PASSAGE:
Thursday 9 April 2020

Zooming in on the Lord’s Supper? Some reflections… Part 2

A number of arguments have been made in support of continuing to offer the Lord's Supper:

- Arguments on the basis of current practice.

It can be argued that our standard practice of the Lord’s Supper falls short of the NT prescriptions, and so we should not be purists about its observance. Every supper is unsatisfactory in some measure: few churches actually employ one cup and one loaf; fewer still are close to the practice of actual meals together; instead, slightly dry morsels of bread and thimbles of grape juice are passed round. The mood is frequently one of quiet introspection, rather than attention to the corporate realities spoken of in one loaf and one body. And for a variety of reasons, attendance and engagement are not what they could be. So: the Lord’s Supper is already observed in a variety of less-than-ideal ways. So we can relax a little…

By way of response, I must admit I have a great deal of sympathy with these observations.[1] For those of us who argue that the nature of the Lord’s Supper as a corporate and unifying meal of the gathered means that we cannot observe now, it will be interesting to see whether our past practice lends those arguments any plausibility! There might, therefore, be an argument here to review our practice when we begin meeting again and make sure it embodies as best it can the nature of the Supper as given to us. How can we better reflect the corporate, unifying, and festive elements of the Lord’s Supper? I’m not sure though that there is an argument here for observing the Supper in even more irregular ways. Indeed, whatever its shortcomings, all of our current practice has fulfilled the basic essence of the Lord’s Supper: a shared meal of the gathered church, and I cannot see how a live streamed communion service or a synchronised meal over Zoom fulfils that basic criterion.

Image point grounding data:
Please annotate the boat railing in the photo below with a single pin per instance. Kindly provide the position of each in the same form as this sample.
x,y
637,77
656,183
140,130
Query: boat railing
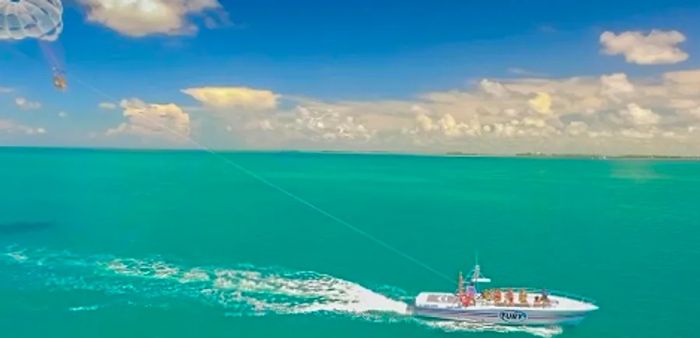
x,y
553,293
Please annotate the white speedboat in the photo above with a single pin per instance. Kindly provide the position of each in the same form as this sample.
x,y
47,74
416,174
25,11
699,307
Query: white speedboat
x,y
508,306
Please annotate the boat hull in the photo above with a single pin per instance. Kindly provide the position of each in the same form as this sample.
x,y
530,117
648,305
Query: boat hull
x,y
502,316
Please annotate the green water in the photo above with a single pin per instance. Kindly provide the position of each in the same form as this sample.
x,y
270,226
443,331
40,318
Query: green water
x,y
182,244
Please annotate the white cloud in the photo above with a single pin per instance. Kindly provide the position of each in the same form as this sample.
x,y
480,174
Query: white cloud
x,y
656,47
542,103
640,116
493,88
243,98
26,104
138,18
577,128
611,113
11,127
107,105
616,86
167,121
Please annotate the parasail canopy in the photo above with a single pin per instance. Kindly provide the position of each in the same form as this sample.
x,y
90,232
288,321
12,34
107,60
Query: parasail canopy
x,y
37,19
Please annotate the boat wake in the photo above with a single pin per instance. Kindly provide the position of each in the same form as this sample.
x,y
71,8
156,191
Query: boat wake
x,y
241,290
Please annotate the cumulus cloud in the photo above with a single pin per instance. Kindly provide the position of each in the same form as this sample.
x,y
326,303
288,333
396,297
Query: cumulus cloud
x,y
155,120
243,98
616,86
26,104
656,47
541,103
317,125
11,127
607,113
640,116
107,105
138,18
493,88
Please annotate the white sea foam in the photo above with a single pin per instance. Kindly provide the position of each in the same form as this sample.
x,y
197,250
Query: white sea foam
x,y
84,308
17,256
455,326
240,291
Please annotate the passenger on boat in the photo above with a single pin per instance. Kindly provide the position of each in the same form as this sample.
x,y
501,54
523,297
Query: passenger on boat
x,y
486,295
522,297
471,293
510,297
497,296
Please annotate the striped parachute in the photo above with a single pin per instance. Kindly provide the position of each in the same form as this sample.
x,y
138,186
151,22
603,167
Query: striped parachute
x,y
37,19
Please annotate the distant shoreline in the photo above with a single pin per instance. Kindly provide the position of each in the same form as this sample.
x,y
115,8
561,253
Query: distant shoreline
x,y
533,155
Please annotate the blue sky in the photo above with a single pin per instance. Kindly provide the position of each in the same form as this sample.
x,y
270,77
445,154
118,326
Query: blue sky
x,y
358,75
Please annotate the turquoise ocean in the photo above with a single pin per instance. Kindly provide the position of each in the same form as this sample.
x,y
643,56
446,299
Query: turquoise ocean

TASKS TO COMPLETE:
(A) Can you transcribe the Lord's Supper reflection word for word, starting at "Thursday 9 April" and ending at "of current practice."?
(B) Using the Lord's Supper reflection, can you answer these?
(i) On what date was it posted?
(ii) What is passed round in place of one cup and one loaf?
(iii) What does the author call the basic essence of the Lord's Supper?

SOLUTIONS:
(A)
Thursday 9 April 2020

Zooming in on the Lord’s Supper? Some reflections… Part 2

A number of arguments have been made in support of continuing to offer the Lord's Supper:

- Arguments on the basis of current practice.

(B)
(i) Thursday 9 April 2020
(ii) Slightly dry morsels of bread and thimbles of grape juice
(iii) A shared meal of the gathered church